▶ _Selection_:
7. When to Use What?

Choose DDPM/DDIM When:

Leveraging existing pretrained models (Stable Diffusion, etc.)
High diversity is critical
Stochastic sampling is required

Choose Flow Matching When:

Fast inference is the priority
Training from scratch
Simple, intuitive implementation is valued

Choose Rectified Flow When:

1-step or few-step generation is the goal
Real-time applications
Mobile/edge device deployment

8. Mathematical Connection: Score and Velocity

DDPM's score function and Flow Matching's velocity are closely related.

The score function is the gradient of log probability:

$$s_\theta(x, t) = \nabla_x \log p_t(x)$$

Relationship between score and noise prediction in DDPM:

$$s_\theta(x_t, t) = -\frac{\epsilon_\theta(x_t, t)}{\sqrt{1 - \bar{\alpha}_t}}$$

Relationship between velocity and score via probability flow ODE:

$$v_\theta(x, t) = f(x, t) - \frac{1}{2} g(t)^2 s_\theta(x, t)$$

Therefore, a well-trained DDPM model can be converted to a Flow Matching model. This is one reason Stable Diffusion 3 transitioned to Rectified Flow.

▶ _Material for this exercise_:
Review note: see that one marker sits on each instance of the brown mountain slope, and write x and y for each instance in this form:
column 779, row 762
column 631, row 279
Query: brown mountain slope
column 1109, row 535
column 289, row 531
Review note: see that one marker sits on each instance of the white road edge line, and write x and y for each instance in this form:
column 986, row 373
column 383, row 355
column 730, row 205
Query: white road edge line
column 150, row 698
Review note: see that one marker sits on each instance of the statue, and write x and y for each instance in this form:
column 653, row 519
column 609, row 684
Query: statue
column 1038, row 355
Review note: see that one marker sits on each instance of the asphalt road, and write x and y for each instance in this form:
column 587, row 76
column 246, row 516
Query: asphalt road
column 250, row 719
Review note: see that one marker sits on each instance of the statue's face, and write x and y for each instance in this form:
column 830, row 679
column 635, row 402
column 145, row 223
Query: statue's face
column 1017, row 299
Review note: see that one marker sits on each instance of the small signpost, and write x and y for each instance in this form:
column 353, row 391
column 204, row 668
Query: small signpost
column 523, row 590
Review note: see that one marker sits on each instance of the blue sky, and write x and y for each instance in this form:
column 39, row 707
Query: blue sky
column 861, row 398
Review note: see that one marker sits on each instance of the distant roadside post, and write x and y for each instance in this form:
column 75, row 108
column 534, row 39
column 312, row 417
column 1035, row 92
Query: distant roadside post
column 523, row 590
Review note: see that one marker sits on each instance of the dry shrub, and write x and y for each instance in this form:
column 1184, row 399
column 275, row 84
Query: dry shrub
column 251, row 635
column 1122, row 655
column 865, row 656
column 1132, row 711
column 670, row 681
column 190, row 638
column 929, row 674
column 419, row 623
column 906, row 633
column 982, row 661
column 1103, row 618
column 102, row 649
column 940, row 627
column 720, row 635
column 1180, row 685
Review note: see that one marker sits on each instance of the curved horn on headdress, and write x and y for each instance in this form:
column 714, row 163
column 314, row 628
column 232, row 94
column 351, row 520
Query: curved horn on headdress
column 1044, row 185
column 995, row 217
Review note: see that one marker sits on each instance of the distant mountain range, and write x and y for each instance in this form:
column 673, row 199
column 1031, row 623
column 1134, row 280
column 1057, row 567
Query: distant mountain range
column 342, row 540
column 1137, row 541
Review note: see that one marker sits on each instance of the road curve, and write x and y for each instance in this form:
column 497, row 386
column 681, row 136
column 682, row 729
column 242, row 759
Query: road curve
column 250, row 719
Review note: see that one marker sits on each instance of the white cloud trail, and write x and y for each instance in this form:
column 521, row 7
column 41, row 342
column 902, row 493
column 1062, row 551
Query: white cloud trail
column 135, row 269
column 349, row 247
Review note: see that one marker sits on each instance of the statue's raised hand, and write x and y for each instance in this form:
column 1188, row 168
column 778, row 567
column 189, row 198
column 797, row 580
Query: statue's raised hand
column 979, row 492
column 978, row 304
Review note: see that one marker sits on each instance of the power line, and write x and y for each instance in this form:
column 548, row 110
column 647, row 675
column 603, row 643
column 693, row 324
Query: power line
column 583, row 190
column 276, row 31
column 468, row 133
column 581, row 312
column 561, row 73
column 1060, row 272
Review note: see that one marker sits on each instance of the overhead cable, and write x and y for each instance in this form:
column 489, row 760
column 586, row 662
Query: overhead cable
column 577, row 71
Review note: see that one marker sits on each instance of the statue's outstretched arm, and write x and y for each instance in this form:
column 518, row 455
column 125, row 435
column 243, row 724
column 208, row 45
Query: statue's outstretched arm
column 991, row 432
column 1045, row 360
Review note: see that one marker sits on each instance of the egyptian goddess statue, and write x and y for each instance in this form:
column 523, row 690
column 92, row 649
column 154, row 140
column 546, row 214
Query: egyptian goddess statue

▶ _Task list_:
[1] From the listing, please copy out the lines starting at the line that contains "the white road" and ending after the line that contains "column 150, row 698", with both of those lines included.
[2] Pick up the write-up comparing DDPM, flow matching and rectified flow after its last sentence and continue it.

▶ _Answers for the tasks_:
[1]
Review note: see that one marker sits on each instance of the white road edge line, and write x and y for each instance in this form:
column 986, row 373
column 383, row 355
column 730, row 205
Query: white road edge line
column 150, row 698

[2]
Conclusion

Flow Matching emerged from asking "Why take the long way?" The simple insight that straight lines are shortest has dramatically improved generation efficiency.

References

Ho, J., et al. "Denoising Diffusion Probabilistic Models" (NeurIPS 2020)
Lipman, Y., et al. "Flow Matching for Generative Modeling" (ICLR 2023)
Liu, X., et al. "Flow Straight and Fast: Learning to Generate and Transfer Data with Rectified Flow" (ICLR 2023)
Song, Y., et al. "Score-Based Generative Modeling through Stochastic Differential Equations" (ICLR 2021)